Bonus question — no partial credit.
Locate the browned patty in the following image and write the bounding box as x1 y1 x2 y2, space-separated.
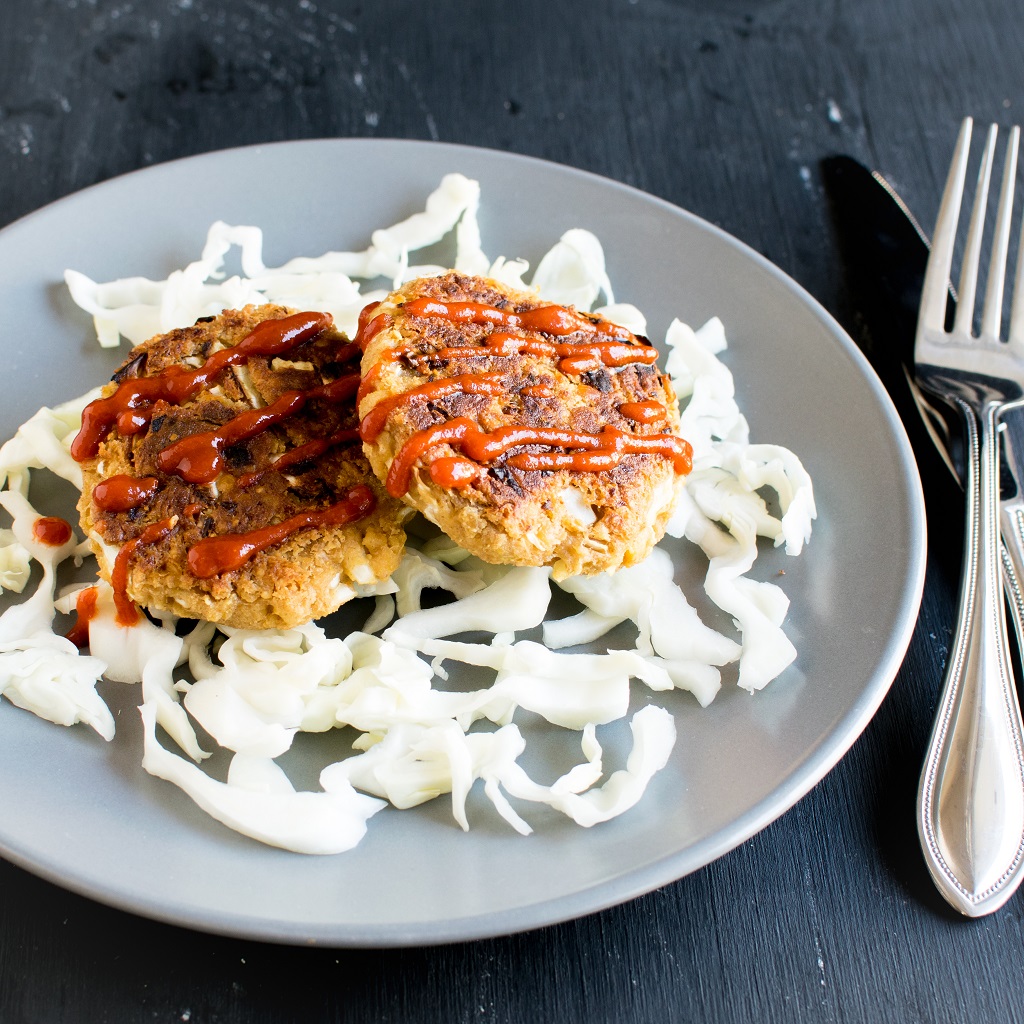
77 304 408 629
357 274 689 578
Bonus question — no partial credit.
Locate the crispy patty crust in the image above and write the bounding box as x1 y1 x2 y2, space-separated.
357 274 688 578
77 304 408 629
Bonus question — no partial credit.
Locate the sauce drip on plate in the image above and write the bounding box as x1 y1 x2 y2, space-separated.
32 516 73 547
65 585 99 648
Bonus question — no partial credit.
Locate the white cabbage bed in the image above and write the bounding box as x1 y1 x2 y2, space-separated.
0 176 815 854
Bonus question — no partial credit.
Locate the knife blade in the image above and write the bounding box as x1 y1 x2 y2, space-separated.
820 154 1024 657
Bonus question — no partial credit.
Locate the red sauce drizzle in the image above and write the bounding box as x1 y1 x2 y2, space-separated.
354 307 394 353
357 361 383 407
364 298 689 496
354 312 655 403
157 373 359 484
435 331 658 376
618 401 668 424
356 343 414 407
71 311 333 461
65 586 99 648
236 428 360 488
111 517 175 626
32 516 73 547
429 457 480 489
354 302 381 350
403 299 636 340
506 432 689 473
187 484 376 578
360 373 508 443
72 312 375 606
358 332 658 446
92 475 160 512
386 418 691 497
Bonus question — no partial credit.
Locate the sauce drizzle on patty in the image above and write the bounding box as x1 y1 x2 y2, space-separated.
400 298 637 340
385 418 691 497
92 475 160 512
358 298 691 498
187 484 376 578
156 373 359 484
72 311 333 461
72 311 376 624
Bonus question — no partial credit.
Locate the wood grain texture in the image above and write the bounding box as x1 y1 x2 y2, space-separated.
4 0 1024 1021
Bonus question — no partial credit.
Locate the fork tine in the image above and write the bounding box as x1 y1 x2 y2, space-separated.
1010 134 1024 348
954 123 998 337
981 125 1019 340
922 118 973 334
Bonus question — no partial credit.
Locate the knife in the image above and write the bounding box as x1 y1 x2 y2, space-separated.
820 154 1024 663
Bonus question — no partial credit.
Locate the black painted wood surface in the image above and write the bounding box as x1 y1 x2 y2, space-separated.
2 1 1024 1021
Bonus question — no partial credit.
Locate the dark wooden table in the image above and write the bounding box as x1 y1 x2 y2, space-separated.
3 1 1024 1021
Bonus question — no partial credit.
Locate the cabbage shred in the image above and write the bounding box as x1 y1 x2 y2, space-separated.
0 176 815 854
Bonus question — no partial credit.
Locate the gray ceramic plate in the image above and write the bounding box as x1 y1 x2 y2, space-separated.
0 140 925 947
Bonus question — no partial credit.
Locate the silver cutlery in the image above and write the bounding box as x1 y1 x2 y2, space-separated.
821 155 1024 665
916 374 1024 667
913 375 1024 661
915 117 1024 916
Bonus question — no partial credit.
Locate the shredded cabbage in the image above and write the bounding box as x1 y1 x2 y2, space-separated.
663 317 815 691
0 175 816 853
140 702 385 855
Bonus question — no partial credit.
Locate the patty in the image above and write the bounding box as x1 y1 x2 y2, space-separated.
74 304 409 630
356 273 691 579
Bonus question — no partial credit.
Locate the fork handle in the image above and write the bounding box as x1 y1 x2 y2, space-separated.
918 399 1024 916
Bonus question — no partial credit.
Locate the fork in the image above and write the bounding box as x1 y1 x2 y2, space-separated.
915 117 1024 917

What is being asked: Retype the full listing exactly; pictures stay out.

Answer below:
Bonus question — no partial credit.
Locate the browned patty in the following image and write the bounding box as x1 y1 x2 y2, space-separated.
77 304 408 629
357 274 689 578
Bonus question — no partial credit.
Locate the crispy patty crust in the image above and write the bounding box as x1 y1 x2 y2, space-separated.
357 274 688 578
77 304 408 629
Bonus question — no partial credit.
Locate the sauce drip on plate in the image above and write the bounding box as x1 y1 x2 y2, space-separated.
32 516 73 547
65 585 99 648
Bonus question — no partial credit.
Locate the white cabbage bed in the image above and write the bounding box as x1 y1 x2 y2, space-separated.
0 176 815 854
Bonus question — no partial credit.
Locate the knife blade in the image above and write the bounding box as x1 y1 x2 y2, space-separated.
820 154 1024 657
Bonus question — no partial credit.
Locate the red sauce drizzle in the image above and write the bounding box as x1 y1 x2 y2, space-separated.
354 307 394 353
357 361 383 407
364 298 689 496
354 312 655 403
157 373 359 484
435 331 658 376
618 401 668 424
356 343 414 407
71 311 333 461
65 586 99 648
236 428 360 488
111 517 175 626
32 516 73 547
429 457 480 489
354 302 381 350
403 299 636 340
506 432 689 473
187 484 376 578
360 373 508 443
72 312 375 606
358 332 658 446
92 475 160 512
386 418 691 497
Bonus question — no partial credit.
Locate the sauce drizzle on patty in the image above and write the bounding box as x1 y1 x2 y2, space-separated.
400 298 637 340
385 418 691 497
92 475 160 512
358 298 691 498
187 484 376 578
156 373 359 484
72 311 333 461
72 311 376 624
Bonus question — no partial credit.
Locate the wood grain texture in the image above and write the bounding box as x1 y1 x2 y2, space-separated.
4 0 1024 1021
Bonus question — no partial credit.
Locate the fork tine in the image above and write the bounding box as x1 y1 x2 y2, space-separated.
1010 134 1024 348
954 123 998 337
981 125 1019 340
922 118 973 334
Bonus question — no partial credit.
Locate the knife in the image above and write the bounding box as x1 y1 x2 y2, space-separated.
820 154 1024 663
Bonus question — no partial credit.
Locate the black painted wood surface in the image above and write the bounding box as x1 y1 x2 y2, space-separated.
2 1 1024 1021
Bonus question — no partial credit.
Locate the dark wooden table in the image above and write the bounding box as x1 y1 x2 y2, space-separated.
3 1 1024 1021
Bonus question — no partial credit.
Locate the cabbage shred in the image above and write the bounding box as x1 y1 x2 y2, space-separated.
0 176 815 854
Bonus question — no partial credit.
Locate the gray ceramic plate in the image above and write the bounding box as x1 y1 x2 y2, space-separated.
0 140 925 947
Bonus question — no partial credit.
Locate the silver cutlery in the image above and write the bounding box as x1 y1 x2 y2, space-separated.
821 155 1024 665
916 374 1024 667
913 375 1024 661
915 117 1024 916
Bonus question — no partial credit.
Locate the shredded cabbage in the image above and write the bounding box as x1 y1 x2 y2, space-separated.
663 317 815 691
0 175 816 853
140 702 385 855
Bonus question — no partial credit.
Locate the patty in the image above and write the bounding box as x1 y1 x2 y2, space-separated.
74 304 409 630
356 273 691 579
Bonus question — no partial credit.
Locate the fork handle in the image above and write the bounding box as x1 y1 x2 y2, space-separated.
918 399 1024 916
Bonus question — no partial credit.
Locate the fork in the image above and write the bounding box as x1 y1 x2 y2, space-separated.
915 117 1024 917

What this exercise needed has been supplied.